[Provided records]
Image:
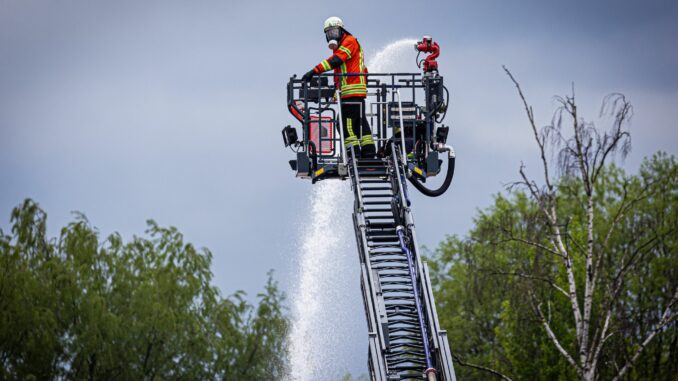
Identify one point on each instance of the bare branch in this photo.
(552, 335)
(551, 282)
(540, 140)
(480, 367)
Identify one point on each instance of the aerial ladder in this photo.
(405, 340)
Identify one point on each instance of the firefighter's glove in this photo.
(307, 77)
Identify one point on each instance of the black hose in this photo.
(443, 188)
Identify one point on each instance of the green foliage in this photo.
(483, 282)
(78, 307)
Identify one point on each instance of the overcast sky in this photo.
(172, 110)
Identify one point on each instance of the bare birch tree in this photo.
(574, 149)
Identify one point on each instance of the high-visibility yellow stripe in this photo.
(349, 127)
(351, 92)
(345, 50)
(366, 140)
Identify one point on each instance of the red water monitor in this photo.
(426, 45)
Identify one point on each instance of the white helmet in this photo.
(331, 22)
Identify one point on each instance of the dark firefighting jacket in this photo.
(348, 57)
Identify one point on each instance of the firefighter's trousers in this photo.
(357, 132)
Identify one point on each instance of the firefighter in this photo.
(348, 57)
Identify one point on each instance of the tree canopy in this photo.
(78, 306)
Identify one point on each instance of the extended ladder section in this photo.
(405, 339)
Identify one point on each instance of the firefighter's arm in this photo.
(343, 53)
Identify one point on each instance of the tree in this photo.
(573, 276)
(77, 307)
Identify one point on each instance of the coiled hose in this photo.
(446, 184)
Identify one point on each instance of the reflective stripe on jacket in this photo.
(348, 57)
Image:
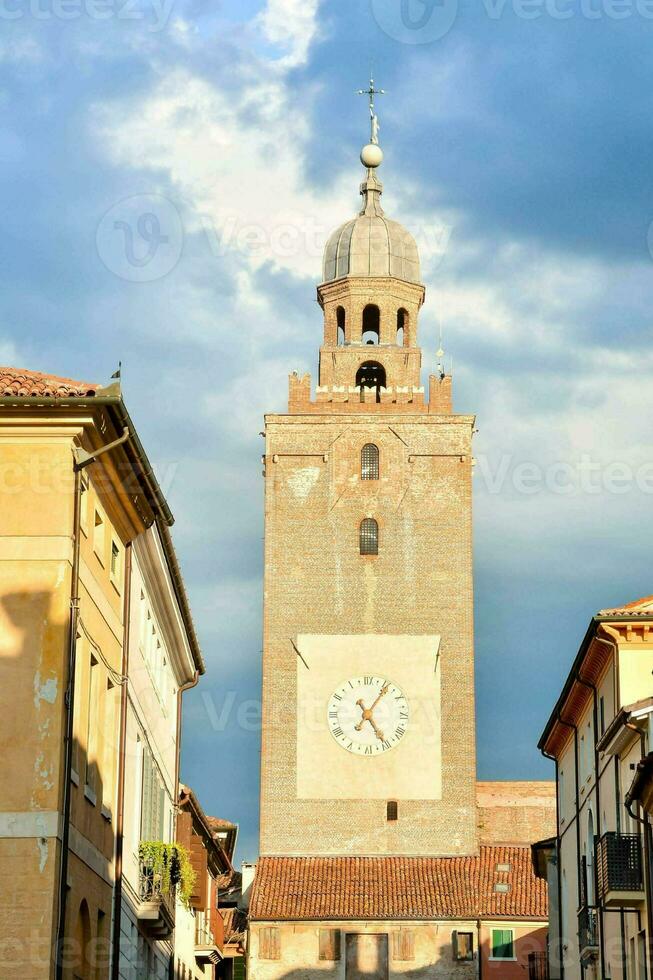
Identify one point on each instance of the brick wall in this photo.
(317, 582)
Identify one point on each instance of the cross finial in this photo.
(374, 121)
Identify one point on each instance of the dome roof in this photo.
(371, 245)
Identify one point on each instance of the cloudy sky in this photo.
(170, 169)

[Work to complete]
A faithful copy of the records above is needed, with the pictures left out.

[Result of this task]
Image:
Identify one point on each instance of the bare branch in this photo.
(552, 335)
(551, 282)
(540, 140)
(480, 367)
Identify one point on each instance of the aerial ladder in this photo.
(405, 340)
Identify one point on each instance of the firefighter's glove in this photo.
(307, 77)
Identify one point on each instance of the black hose in this photo.
(443, 188)
Identify one point on each instance of the green foliage in this photo.
(483, 282)
(78, 307)
Identify one point on each instance of the overcast sky in this photo.
(172, 110)
Identify one point on each instance of the bare birch tree in this photo.
(574, 149)
Identify one point on each instance of the high-visibility yellow stripe in this photo.
(349, 127)
(351, 92)
(345, 50)
(366, 140)
Identify one point on each instance of the red water monitor in this photo.
(426, 45)
Identify one point on each instance of the white helmet in this photo.
(331, 22)
Identify one point on each instance of the dark firefighting jacket in this photo.
(348, 57)
Identify one point on each instance of the firefighter's trousers in this photo.
(357, 132)
Identify one point on each instance of the firefighter in this photo.
(348, 57)
Identify one point on each instance of the tree canopy in this photo.
(78, 306)
Identify one point on each instance of the extended ladder section in this photo.
(405, 339)
Identify one point on each instance of the firefighter's arm in this photo.
(343, 53)
Identify one point on each instance of the tree in this photo.
(573, 276)
(77, 307)
Identify one point on each instance of the coiled hose in this photo.
(446, 184)
Identify one point on each instance of the reflective stripe on jacket in this photo.
(348, 57)
Image:
Identify one point on each instance of the brick wall in this photo.
(317, 582)
Identify one point on each instance of the cross finial in this photo.
(374, 121)
Identify one point on each instance of the dome roof in this photo.
(371, 245)
Identify one point on each instance of the cloudy sky in this photo.
(170, 169)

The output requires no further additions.